### Given records

>>>>

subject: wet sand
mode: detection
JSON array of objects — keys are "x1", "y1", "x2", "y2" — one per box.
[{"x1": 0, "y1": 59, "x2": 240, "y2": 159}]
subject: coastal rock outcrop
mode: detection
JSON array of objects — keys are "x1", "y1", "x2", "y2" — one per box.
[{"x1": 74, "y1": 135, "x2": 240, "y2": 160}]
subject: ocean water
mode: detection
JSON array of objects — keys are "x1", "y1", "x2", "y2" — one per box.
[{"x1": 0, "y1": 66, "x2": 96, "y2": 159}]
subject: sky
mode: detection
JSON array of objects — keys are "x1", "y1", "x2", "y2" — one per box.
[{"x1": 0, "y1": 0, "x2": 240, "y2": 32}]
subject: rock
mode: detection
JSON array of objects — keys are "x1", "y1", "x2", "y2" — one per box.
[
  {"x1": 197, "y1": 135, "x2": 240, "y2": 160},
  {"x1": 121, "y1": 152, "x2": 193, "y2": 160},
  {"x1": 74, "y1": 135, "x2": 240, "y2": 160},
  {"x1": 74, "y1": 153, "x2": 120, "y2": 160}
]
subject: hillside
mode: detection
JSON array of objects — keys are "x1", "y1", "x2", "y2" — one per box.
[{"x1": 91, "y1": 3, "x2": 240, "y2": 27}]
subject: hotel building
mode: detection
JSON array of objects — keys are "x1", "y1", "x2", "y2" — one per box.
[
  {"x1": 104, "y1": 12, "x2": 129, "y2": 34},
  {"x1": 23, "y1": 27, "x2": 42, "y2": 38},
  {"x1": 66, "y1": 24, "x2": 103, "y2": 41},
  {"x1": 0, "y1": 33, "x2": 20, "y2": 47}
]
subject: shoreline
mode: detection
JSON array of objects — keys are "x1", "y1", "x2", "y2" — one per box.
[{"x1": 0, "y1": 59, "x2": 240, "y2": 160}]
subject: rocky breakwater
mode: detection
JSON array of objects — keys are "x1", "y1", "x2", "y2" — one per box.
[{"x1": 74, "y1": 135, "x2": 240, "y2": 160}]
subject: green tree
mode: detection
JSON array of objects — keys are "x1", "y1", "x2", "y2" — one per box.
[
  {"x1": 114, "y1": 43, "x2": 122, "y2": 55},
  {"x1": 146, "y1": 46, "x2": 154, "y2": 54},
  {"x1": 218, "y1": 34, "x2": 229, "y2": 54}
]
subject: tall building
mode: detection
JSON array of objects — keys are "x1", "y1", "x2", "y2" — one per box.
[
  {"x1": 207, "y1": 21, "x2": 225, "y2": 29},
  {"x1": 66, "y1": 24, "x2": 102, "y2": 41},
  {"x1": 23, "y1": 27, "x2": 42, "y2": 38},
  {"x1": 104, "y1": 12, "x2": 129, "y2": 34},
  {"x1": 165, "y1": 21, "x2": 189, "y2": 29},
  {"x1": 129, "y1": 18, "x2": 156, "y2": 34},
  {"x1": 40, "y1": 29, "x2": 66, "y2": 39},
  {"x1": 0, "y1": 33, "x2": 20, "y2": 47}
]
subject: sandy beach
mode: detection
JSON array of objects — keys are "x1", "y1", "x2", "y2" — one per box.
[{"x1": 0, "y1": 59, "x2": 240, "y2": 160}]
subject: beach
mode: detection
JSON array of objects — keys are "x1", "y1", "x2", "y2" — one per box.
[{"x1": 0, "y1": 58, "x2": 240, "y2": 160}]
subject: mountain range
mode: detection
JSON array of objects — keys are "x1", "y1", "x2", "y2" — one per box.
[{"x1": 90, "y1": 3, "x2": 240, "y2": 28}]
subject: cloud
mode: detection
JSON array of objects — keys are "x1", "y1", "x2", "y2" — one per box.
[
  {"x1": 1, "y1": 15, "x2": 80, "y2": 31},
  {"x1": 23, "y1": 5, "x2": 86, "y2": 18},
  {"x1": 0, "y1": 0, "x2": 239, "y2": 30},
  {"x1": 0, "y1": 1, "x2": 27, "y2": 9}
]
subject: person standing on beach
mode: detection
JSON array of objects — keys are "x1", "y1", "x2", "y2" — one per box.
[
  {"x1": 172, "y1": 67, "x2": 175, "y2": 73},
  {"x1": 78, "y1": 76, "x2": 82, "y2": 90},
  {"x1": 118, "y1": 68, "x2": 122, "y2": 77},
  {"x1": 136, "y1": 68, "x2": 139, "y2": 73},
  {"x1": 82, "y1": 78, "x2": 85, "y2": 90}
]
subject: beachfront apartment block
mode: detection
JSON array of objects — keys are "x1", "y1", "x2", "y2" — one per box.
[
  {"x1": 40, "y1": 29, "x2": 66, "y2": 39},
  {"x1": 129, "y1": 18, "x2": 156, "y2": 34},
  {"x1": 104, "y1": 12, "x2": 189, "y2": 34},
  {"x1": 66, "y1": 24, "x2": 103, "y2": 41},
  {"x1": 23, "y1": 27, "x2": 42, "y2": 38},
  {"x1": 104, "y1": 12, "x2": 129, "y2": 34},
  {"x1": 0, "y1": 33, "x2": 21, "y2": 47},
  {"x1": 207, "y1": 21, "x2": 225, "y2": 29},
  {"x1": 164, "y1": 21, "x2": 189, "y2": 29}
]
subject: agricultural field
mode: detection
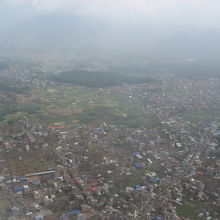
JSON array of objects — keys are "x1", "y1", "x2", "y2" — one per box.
[{"x1": 1, "y1": 86, "x2": 160, "y2": 128}]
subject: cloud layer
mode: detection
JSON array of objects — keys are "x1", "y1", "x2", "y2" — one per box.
[{"x1": 4, "y1": 0, "x2": 220, "y2": 27}]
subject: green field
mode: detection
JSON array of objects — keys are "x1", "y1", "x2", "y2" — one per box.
[{"x1": 2, "y1": 86, "x2": 160, "y2": 128}]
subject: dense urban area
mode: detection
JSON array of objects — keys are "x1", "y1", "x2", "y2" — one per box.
[{"x1": 0, "y1": 60, "x2": 220, "y2": 220}]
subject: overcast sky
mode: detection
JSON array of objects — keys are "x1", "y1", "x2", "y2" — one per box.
[{"x1": 0, "y1": 0, "x2": 220, "y2": 27}]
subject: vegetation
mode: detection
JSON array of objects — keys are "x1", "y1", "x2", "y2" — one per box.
[{"x1": 49, "y1": 70, "x2": 156, "y2": 88}]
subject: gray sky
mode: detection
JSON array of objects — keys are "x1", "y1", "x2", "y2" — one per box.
[{"x1": 0, "y1": 0, "x2": 220, "y2": 27}]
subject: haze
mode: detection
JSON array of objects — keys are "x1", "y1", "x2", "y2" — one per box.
[{"x1": 0, "y1": 0, "x2": 220, "y2": 71}]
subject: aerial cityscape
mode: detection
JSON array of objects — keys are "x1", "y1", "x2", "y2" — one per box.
[{"x1": 0, "y1": 0, "x2": 220, "y2": 220}]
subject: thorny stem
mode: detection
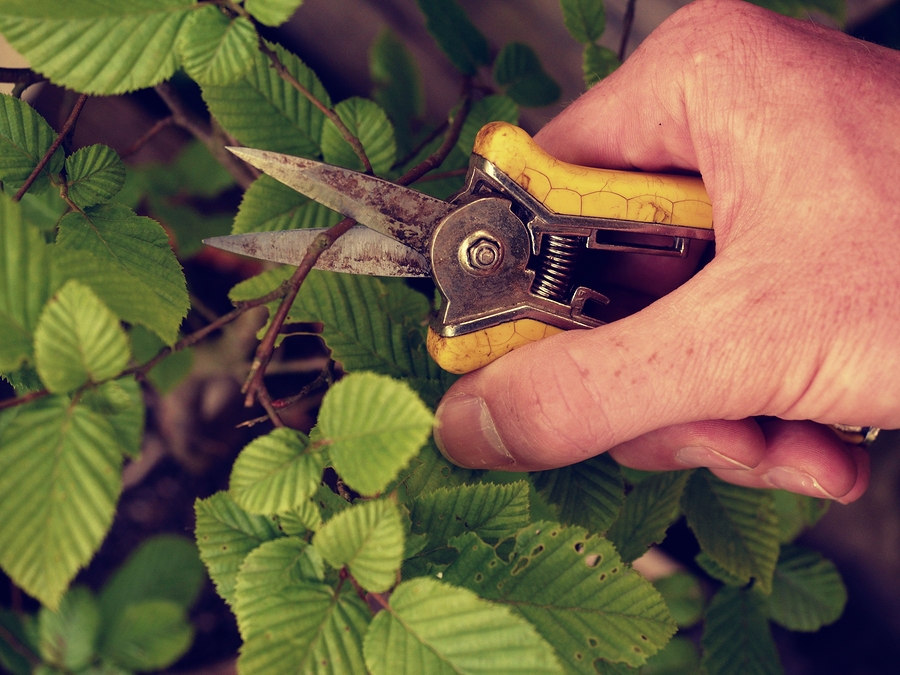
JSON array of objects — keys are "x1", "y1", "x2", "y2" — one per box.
[{"x1": 13, "y1": 94, "x2": 88, "y2": 202}]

<<<<

### Stated exercise
List every line in the records above that contains the string "building".

### Reply
subject: hotel building
subject: tall building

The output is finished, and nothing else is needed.